与えられた文章:

§ §

彼は「PISAの結果はある時点の教育システムの一面を教えてくれる。しかし、学校システムがどのようなプロセスで成果を出してきたか、あるいはシステムの発展を支えたり妨げる可能性がある団体や組織を示すことはないし、そのようなことはできない。さらに、データは因果関係について何も教えはしない」といっています。つまり、データは一つの結果であり、そこでの成功したシステムがほかで同じように行ったからといって、同じような結果がでるわけではないということです。このことについて、アンドレアス氏は「国際調査の限界の一つだ」といっています。そして、「PISAの強みは、他のすべての人が取り組んでいることを各国に伝えることにある」というのです。問題はこれをどう生かしていくのかです。

 

このことはどんなことでも言えるのかもしれません。以前、保育にあたってある先生からアドバイスをもらいました。保育をかえるにあたって、私は「真似」をすることにすごく抵抗がありました。その時に、相談に乗ってくれた先生は「じゃ、ゴルフをするときに、有名な選手の教則本を見て練習をすることと、我流で練習する人、どちらがうまくなる?」と質問されました。「もちろん、教則本を見る人の方がうまくなるでしょう。でも、あなたがうまくなっても、その有名選手になることはできません。それが独自性として出てくるのです」と言われました。

§ §

[元の記録]
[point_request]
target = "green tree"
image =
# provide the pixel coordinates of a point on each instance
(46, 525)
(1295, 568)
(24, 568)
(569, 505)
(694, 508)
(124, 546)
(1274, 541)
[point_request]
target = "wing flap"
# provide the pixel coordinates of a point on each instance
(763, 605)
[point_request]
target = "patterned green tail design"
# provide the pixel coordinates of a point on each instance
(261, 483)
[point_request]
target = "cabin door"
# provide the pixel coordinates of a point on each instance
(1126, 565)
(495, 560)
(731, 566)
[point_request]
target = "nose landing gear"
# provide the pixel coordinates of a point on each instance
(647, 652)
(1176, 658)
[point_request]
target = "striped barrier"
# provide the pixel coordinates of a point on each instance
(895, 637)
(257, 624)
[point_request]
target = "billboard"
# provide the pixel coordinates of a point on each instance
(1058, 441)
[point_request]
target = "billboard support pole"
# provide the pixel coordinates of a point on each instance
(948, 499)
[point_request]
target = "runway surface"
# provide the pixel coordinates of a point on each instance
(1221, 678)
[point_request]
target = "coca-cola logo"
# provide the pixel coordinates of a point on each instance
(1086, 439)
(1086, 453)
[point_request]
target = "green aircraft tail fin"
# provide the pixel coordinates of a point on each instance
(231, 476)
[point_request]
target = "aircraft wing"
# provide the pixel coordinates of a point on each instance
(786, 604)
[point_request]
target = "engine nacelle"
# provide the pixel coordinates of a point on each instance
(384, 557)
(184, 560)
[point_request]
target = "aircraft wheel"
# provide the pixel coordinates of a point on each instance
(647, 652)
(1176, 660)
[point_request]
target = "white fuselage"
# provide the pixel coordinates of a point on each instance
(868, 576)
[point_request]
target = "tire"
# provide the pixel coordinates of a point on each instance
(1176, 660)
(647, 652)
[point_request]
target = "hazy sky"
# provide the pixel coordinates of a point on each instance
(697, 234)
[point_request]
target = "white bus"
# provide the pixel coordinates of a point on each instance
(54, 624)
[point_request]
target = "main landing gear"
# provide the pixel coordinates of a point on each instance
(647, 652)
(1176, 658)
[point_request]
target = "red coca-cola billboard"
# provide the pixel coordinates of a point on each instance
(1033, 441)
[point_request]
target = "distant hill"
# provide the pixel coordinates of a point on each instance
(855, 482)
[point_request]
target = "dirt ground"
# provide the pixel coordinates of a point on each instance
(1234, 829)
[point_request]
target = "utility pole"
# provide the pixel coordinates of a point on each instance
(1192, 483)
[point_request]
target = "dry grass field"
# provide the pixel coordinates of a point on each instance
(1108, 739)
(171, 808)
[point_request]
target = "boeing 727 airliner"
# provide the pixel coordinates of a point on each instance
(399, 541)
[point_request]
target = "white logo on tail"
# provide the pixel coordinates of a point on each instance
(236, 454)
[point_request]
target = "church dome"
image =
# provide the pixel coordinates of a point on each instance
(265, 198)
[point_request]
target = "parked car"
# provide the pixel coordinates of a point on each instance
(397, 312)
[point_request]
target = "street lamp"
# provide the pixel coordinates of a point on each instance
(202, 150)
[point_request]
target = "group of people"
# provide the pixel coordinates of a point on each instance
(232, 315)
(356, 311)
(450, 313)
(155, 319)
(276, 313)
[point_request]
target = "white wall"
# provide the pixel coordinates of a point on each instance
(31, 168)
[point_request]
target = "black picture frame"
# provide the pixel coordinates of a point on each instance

§ §

短い課題 1:
PISAと保育に関する文章によると、アンドレアス氏はPISAの強みがどこにあると述べていますか。
短い課題 2:
PISAと保育に関する文章を、最後の文のあとから書き継いでください。
記録は文章の内容とは関係がありません。

出力 1:
他のすべての人が取り組んでいることを各国に伝えることにあると述べています。

出力 2:
「いくら練習してもその人にはなれない。だけど、教則本を読むことで上達は早い。」問題は、教則本を見たとしても、その中で自分なりに消化し、形にしていくためには柔軟な姿勢が求められ、その変化が独自性として見えてくるのです。PISAの調査の利用方法もそれと同じことが言えます。PISAの成績が良い国をただ真似てもそれは「模倣」ではなく、「猿真似」なのです。これは保育においても、育児においても、そうであると思います。ある教育方法が良いからといって、それを鵜呑みに行うことはあまりよくありません。大切なことはその中にある「意図を汲む」ことです。「いったいそれが何のために行う必要があるのか」を予測しなければいけません。

 

「教育や保育は哲学で考えるもの」ということを以前言われたことがあります。「なぜ、教育や保育が必要なのか」を考えていないと本質には近づかないのです。真似をすることは技術を盗むというためには非常に有意気な方法です。しかし、その本質を知って、真似をするのとそうではなくただ真似をするのとでは結果が大きく違ってきます。できるだけ、その本質を見るということは心がけていきたいものです。